Soaring inflation will hit multinational employers’ plans to build or expand facilities in the Republic this year, surveyors warn in a new report.
Irish-based global surveyors’ firm Linesight predicts that the Ukraine war and rising energy costs will drive further increases in prices for key building materials including steel, timber and copper.
“New data centre and life sciences projects are set to be affected by the price surge,” Linesight warned in a report published on Tuesday.
This will exacerbate existing delays faced by such developments, including bottlenecks in supplies and materials, labour shortages, increased transport costs and logistics problems, the firm adds.
Linesight’s Construction Insights and Commodity Report calculates that Irish builders will have to increase the price at which they bid for contracts by 9.5 per cent to cover likely rises in their costs.
Russia’s invasion of Ukraine has hit steel supplies, as both countries are important suppliers of the material to the EU, according to Lineisight.
The firm estimates that prices for steel rebar, which is used to reinforce concrete, making it important for commercial construction, will increase 10.1 per cent this year to €819 per tonne. Flat steel prices will rise 8.7 per cent to €832 per tonne.
The Russia-Ukraine conflict will drive copper prices up 13.2 per cent to €9,252 per tonne.
Supply squeezes that had been expected to ease this year added more than 40 per cent to the cost of copper in 2021.
· · ·
**PROBLEMS TO WORK ON**
1. In the construction inflation article, rewrite the paragraph beginning "The firm estimates that prices for steel rebar" as a short list that keeps its main figures.
2. According to the construction inflation article, by what percentage will Irish builders have to raise their contract bid prices to cover likely cost rises?
3. Continue the construction inflation article from its last sentence.

(Stored entries)
· · ·
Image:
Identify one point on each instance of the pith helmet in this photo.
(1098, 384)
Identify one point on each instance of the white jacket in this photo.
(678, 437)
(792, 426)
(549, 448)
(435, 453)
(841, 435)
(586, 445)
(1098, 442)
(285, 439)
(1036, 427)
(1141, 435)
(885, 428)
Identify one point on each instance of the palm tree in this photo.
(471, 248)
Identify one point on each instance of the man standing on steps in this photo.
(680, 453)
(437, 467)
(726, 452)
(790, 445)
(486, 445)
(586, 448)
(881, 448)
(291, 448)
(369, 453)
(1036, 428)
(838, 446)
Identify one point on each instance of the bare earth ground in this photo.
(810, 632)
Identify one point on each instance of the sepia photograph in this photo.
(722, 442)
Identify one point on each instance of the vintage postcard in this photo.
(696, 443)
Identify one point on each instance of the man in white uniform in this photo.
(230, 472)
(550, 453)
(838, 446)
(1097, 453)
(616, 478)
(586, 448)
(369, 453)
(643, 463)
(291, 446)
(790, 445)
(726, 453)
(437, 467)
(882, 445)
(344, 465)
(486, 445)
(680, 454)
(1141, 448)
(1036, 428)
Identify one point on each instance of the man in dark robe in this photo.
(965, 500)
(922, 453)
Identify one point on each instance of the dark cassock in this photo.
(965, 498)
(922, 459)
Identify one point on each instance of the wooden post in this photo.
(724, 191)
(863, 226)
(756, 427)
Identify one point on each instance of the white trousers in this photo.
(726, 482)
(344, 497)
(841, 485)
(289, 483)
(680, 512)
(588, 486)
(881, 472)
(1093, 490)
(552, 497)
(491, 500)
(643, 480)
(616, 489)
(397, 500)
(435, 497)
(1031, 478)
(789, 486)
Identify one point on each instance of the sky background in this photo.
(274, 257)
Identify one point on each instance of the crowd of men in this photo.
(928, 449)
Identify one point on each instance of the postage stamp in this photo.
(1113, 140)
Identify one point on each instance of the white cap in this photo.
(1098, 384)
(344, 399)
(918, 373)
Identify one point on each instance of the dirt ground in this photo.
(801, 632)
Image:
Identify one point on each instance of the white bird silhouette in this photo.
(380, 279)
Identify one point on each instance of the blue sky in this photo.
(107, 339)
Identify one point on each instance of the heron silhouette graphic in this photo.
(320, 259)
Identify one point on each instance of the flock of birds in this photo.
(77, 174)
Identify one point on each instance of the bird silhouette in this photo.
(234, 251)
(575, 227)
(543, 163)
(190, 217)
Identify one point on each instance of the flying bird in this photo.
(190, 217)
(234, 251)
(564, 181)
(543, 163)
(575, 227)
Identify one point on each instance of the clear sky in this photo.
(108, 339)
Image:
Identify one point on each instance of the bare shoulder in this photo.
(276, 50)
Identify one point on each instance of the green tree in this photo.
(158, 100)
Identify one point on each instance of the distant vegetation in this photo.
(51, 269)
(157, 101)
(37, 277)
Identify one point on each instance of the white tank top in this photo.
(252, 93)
· · ·
**OUTPUTS IN ORDER**
1.
- Steel rebar, which reinforces concrete and matters for commercial construction: up 10.1 percent this year to €819 per tonne
- Flat steel: up 8.7 percent to €832 per tonne

2. 9.5 percent

3.
Concrete prices are set to grow 7.1 per cent to €75 a cubic metre, according to the firm’s predictions.
Builders also face further price hikes for timber, which was hit by domestic shortages blamed on licensing delays over the last two years.
Its cost will increase by another 9.3 per cent this year to €106.80 a metre, says Linesight.
Stephen Ashe, Linesight’s senior director, Europe, points out that construction was expected to rebound in 2022 following two difficult years.
“However, downside risks exist with the volatility in material prices returning and supply chain disruptions remaining, driven by the Russia-Ukraine conflict,” he says.
Mr Ashe adds that the price easing previously expected to follow the fallout from Covid-19 has not materialised.
Linesight, which has its headquarters in Dublin, manages building projects for data centres, pharmaceutical manufacturers, technology companies and a range of other industries in 24 countries.